__Trecho citado__.
▬▬▬▬▬▬

2 – Que direito tenho de expor uma tragédia com cores e dramaticidade tão intensas, proporcionando sofrimento e chocando de modo geral e, em particular, a família Sperafico?
Diante dessas questões, falou mais alto o lado humano e, diferentemente do que advoguei na redação da Racing tempos atrás, sequer me preocupei em procurar uma imagem menos chocante. Simplesmente guardei o DVD sem aproveitar uma única imagem do acidente. É a minha homenagem a Rafael e sua família.
Américo Teixeira Jr.
ateixeira@cba.org.br
Rafael Sperafico e o jornalismo
Eu lembro que uma vez eu fiquei bravo com o Sergio Quintanilha, então publisher da Motorpress Brasil, empresa que edita a revista Racing e da qual fui editor. A discussão foi a respeito do acidente sofrido por Alessandro Zanardi, na Alemanha, quando ele perdeu as duas pernas. Tínhamos uma foto, buscada não me lembro onde pelo então editor-assistente Venício Zambeli, que mostrava sangue. Permitia que fossem vistos, no asfalto, pedaços dos membros estraçalhados. Houve uma conversa tensa na redação, algo incomum naqueles fechamentos dominicais da revista. Apesar da loucura que eram aquelas edições quinzenais, o entrosamento entre a equipe era tanto que tudo corria em harmonia, com os momentos de estresse sendo destruídos ao redor dos bolos que a repórter Thalita Nadry trazia. A sensação do Sergio era a de que a imagem chocaria os leitores e exporia o drama de uma forma muito cruel. Não concordei. Queria a foto na plenitude da notícia. Não me lembro se perdi no voto eu se prevaleceu a palavra final do dono da revista. Só sei que a foto saiu com uma tarja preta.
Tudo isso para contar que, passados tantos anos, vi-me numa situação muito mais dramática, mas semelhante na essência. O acidente que tirou a vida de Rafael Sperafico e levou ao hospital Renato Russo por vários dias não geraram apenas dor, comoção, desespero e luto. Mas também imagens dramáticas e chocantes, daquelas que dão um nó na garganta e produzem um arrepio angustiado pelo corpo inteiro. Colaborador constante da MOTORSPORT BRASIL, o fotógrafo André Santos registrou o acidente. É claro que naquele momento seu pensamento não se fixou na possibilidade de algo mais grave, como seria confirmado mais tarde. Sua mente estava no registro da notícia.

▬▬▬▬▬▬

__Dados fornecidos__.
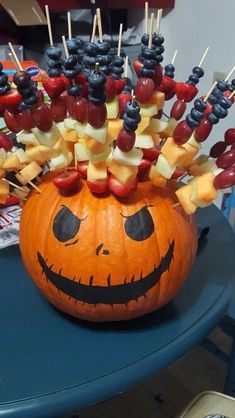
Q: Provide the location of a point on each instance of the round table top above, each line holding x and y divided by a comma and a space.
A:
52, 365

▬▬▬▬▬▬

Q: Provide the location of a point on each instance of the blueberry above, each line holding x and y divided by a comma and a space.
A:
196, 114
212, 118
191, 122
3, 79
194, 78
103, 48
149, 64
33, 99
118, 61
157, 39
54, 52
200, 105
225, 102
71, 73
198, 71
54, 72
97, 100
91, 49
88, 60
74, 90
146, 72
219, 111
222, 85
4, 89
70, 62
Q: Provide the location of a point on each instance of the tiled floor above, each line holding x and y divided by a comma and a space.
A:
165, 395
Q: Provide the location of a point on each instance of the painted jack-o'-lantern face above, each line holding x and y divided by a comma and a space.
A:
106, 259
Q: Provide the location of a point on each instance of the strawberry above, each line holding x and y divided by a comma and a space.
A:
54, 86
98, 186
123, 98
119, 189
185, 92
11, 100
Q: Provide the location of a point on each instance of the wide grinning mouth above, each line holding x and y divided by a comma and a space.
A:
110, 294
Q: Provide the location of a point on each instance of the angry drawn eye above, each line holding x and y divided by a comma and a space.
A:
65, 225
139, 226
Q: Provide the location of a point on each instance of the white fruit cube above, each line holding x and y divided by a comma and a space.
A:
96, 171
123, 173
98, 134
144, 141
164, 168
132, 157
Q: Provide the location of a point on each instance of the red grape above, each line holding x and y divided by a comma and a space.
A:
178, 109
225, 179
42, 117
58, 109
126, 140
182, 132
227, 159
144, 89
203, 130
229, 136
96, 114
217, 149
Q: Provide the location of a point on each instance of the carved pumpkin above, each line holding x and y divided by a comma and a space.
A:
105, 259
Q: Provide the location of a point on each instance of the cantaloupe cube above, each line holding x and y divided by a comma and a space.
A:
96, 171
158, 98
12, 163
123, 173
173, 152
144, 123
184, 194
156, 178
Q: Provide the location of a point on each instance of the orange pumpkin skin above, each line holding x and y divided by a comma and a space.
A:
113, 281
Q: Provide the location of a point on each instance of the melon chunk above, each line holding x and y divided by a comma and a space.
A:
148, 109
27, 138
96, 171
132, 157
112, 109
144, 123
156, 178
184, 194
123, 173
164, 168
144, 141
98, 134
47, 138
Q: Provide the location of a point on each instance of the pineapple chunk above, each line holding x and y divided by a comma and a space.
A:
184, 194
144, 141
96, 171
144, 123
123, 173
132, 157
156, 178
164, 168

▬▬▬▬▬▬

__Exercícios a resolver__.
1. No texto sobre Rafael Sperafico e o jornalismo, quem era o publisher da Motorpress Brasil na época da discussão sobre a foto do acidente de Alessandro Zanardi?
2. Dê continuidade ao texto sobre Rafael Sperafico e o jornalismo a partir da última frase apresentada.

__Respostas por tarefa__.
1. Sergio Quintanilha.

2.
Não se deve pronunciar uma única palavra de crítica ao fotógrafo pelo registro feito. Quem imaginaria que o desfecho seria aquele? Além disso, pode-se fazer um paralelo com o acidente de Gualter Salles, na Argentina. As imagens de seu resgate rodaram o mundo porque se tratou de um drama superado. O rosto com expressão de dor só potencializaram a sua capacidade de superação. Infelizmente, esse não foi o caso de Rafael. Qualquer imagem entra para a posteridade se alguém a publica e é aí que entra a figura do editor na história. Coube a mim decidir diante de duas questões:
1 - Que direito tenho de ocultar dos leitores da MOTORSPORT BRASIL imagens realistas, sem retoques, que mostram a crua realidade do trágico momento?
2 – Que direito tenho de expor uma tragédia com cores e dramaticidade tão intensas, proporcionando sofrimento e chocando de modo geral e, em particular, a família Sperafico?
Diante dessas questões, falou mais alto o lado humano e, diferentemente do que advoguei na redação da Racing tempos atrás, sequer me preocupei em procurar uma imagem menos chocante. Simplesmente guardei o DVD sem aproveitar uma única imagem do acidente. É a minha homenagem a Rafael e sua família.
Américo Teixeira Jr.
ateixeira@cba.org.br
A foto é do mestre Miguel Costa Jr.
Um comentário:
Excelente atitude essa.
É assim que vemos e podemos acreditar na existência da ética profissional dentro do jornalismo. É certeza que uma foto "chocante" faria com que alavancassem as vendas pela simples curiosidade mórbida do povo, como foi com Ayrton Senna, Kurt Cobain, e outros famosos que tiveram uma morte violenta. Quem publica as fotos assim, esquece de certo modo dos parentes que são obrigados a ver por dias e dias a fio tal imagem e se lembrar do ente querido com dor.
Essa é o tipo de ação que deve ser parabenizada.